# Input for this task
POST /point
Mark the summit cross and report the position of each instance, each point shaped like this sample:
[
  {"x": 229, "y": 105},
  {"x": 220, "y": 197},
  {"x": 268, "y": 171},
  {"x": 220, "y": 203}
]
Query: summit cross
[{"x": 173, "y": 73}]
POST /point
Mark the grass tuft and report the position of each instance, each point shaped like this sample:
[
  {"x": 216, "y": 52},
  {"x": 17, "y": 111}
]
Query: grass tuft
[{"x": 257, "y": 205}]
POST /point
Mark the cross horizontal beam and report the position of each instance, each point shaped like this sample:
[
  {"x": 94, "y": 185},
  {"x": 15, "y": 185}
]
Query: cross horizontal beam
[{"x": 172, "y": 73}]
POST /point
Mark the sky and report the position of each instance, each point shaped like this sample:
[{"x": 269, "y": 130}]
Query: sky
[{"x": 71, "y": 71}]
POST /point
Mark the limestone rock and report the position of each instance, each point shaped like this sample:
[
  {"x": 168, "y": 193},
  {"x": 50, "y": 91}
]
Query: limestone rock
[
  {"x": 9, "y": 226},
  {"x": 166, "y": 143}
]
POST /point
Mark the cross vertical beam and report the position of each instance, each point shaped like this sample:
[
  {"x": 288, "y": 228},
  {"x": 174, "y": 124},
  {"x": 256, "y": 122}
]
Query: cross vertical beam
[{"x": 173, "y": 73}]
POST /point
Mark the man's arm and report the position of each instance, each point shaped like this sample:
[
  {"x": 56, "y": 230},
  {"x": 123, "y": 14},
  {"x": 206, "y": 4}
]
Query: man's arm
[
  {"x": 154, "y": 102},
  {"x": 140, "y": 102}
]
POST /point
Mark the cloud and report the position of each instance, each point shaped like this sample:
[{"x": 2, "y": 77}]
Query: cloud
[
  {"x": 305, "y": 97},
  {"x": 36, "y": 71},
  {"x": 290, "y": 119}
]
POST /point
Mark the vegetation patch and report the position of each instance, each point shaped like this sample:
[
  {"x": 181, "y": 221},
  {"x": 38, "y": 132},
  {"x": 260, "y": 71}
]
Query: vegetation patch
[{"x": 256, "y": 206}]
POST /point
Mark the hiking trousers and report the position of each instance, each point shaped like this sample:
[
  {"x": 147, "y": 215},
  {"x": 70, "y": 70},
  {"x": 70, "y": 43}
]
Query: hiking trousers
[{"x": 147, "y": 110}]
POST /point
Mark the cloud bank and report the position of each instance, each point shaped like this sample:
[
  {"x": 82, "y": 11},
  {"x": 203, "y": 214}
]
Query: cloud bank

# Problem
Say how many lines above contain "instance", and give no words besides the number.

# Your solution
11